Begin at the line that contains "Objective — for the stack" and repeat every line from there to the end of the records below, inclusive, without adding any other line.
------------------------
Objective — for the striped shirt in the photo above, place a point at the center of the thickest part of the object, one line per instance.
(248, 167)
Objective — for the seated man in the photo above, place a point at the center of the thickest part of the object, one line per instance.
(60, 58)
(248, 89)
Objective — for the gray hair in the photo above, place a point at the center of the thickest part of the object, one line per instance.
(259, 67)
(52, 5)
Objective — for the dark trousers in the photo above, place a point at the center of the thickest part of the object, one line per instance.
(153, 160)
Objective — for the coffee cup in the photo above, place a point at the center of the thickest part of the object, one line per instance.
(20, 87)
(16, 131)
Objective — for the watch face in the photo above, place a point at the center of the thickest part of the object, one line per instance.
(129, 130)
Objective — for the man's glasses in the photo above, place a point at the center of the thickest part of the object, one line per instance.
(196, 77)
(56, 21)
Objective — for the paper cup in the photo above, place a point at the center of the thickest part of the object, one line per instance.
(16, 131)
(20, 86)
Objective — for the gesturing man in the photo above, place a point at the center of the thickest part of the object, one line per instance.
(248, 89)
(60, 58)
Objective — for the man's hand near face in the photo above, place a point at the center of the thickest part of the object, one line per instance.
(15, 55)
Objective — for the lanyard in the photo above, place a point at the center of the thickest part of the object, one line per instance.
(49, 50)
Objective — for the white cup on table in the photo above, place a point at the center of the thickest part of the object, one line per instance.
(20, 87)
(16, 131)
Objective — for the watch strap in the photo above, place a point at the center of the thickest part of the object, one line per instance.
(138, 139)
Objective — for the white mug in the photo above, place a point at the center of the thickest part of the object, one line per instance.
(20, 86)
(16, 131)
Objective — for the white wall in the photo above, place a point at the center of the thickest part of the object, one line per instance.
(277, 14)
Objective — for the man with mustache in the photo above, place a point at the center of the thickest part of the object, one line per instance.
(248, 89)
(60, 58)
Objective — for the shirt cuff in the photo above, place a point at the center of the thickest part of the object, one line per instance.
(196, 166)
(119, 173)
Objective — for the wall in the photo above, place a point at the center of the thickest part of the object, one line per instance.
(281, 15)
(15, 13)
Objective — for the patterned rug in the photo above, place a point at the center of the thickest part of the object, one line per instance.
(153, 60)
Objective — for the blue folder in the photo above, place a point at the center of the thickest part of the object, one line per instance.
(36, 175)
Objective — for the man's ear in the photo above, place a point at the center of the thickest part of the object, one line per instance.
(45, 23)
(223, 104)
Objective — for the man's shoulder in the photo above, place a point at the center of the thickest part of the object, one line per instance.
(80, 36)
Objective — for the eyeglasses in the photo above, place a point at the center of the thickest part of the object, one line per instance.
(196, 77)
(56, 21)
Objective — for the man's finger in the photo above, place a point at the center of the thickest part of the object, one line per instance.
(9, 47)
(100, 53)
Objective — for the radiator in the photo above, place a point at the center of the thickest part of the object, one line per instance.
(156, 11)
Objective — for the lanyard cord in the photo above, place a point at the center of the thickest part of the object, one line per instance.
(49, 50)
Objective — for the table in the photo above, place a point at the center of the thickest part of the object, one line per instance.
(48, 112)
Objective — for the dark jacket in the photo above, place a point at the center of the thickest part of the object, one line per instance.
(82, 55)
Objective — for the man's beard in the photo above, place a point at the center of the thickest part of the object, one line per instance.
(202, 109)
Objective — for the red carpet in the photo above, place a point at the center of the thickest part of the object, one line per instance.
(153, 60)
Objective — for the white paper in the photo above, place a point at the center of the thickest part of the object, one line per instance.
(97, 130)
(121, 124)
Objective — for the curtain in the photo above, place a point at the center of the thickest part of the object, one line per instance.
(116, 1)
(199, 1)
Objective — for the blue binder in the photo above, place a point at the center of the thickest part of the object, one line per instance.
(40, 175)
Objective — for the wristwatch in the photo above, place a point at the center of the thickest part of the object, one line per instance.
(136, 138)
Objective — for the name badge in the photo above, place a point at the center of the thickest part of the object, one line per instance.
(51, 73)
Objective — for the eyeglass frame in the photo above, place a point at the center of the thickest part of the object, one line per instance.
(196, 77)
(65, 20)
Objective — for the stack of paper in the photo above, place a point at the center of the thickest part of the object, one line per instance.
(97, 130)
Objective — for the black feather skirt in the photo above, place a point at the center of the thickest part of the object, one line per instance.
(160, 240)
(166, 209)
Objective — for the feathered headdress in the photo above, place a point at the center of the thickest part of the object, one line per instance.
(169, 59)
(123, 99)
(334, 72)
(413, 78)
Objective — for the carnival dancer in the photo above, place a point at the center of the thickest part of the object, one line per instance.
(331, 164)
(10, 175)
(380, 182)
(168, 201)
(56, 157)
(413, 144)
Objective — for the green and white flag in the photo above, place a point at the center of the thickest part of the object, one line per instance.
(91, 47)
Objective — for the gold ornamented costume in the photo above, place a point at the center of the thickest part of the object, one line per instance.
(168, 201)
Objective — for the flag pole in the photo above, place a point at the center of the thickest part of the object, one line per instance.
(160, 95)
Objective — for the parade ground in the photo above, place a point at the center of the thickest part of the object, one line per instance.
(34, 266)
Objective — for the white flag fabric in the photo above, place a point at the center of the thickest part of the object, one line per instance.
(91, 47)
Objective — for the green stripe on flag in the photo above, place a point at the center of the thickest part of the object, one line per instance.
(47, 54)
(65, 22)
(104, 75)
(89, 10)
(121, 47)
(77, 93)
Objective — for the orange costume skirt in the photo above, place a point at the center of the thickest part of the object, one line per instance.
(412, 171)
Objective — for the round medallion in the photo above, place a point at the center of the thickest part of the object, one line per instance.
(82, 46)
------------------------
• _In response_
Objective — for the stack of paper in the photo above, place a point at the center of the thickest part of the object, one line per instance.
(97, 130)
Objective — for the black feather skirt in the photo above, place a point at the center of the thickest part of the object, one line per instance.
(160, 240)
(166, 209)
Objective — for the feathered headdress in the photo above, place a point at the center of the thickest part of the object, one line per instance.
(169, 59)
(123, 99)
(334, 72)
(413, 78)
Objective — for the carnival dancer in the photo above, place a point at the center of the thickest part of the object, one line per instance.
(331, 164)
(10, 175)
(380, 182)
(168, 201)
(56, 157)
(413, 144)
Objective — for the green and white flag in the photo above, place a point at the center of the thickest part of the object, one line per instance.
(91, 47)
Objective — for the gold ornamented costume in the photo above, place a point at the center of the thickest part of the object, one line per instance.
(168, 201)
Objective — for the flag pole in the photo above, place a point at the center of the thickest part of the object, one line per instance.
(160, 95)
Objective — for the parade ground in the photo above, place a point at the center of the thickest part of the object, one line per instance.
(34, 266)
Objective — for the white flag fabric in the photo above, place a point at the center of the thickest part of the object, one line per instance.
(91, 47)
Objective — for the green stripe on flag in the photo above, place a point at the center of the thickest part of the object, one line per instance.
(47, 54)
(65, 22)
(104, 75)
(89, 10)
(121, 47)
(77, 93)
Objective — for the orange costume skirt in the photo above, place a point at the center of the thickest part of the object, one line per instance.
(412, 171)
Objective — for the round medallion in the photo above, place a point at the center of the thickest part of the object, one line per instance.
(82, 46)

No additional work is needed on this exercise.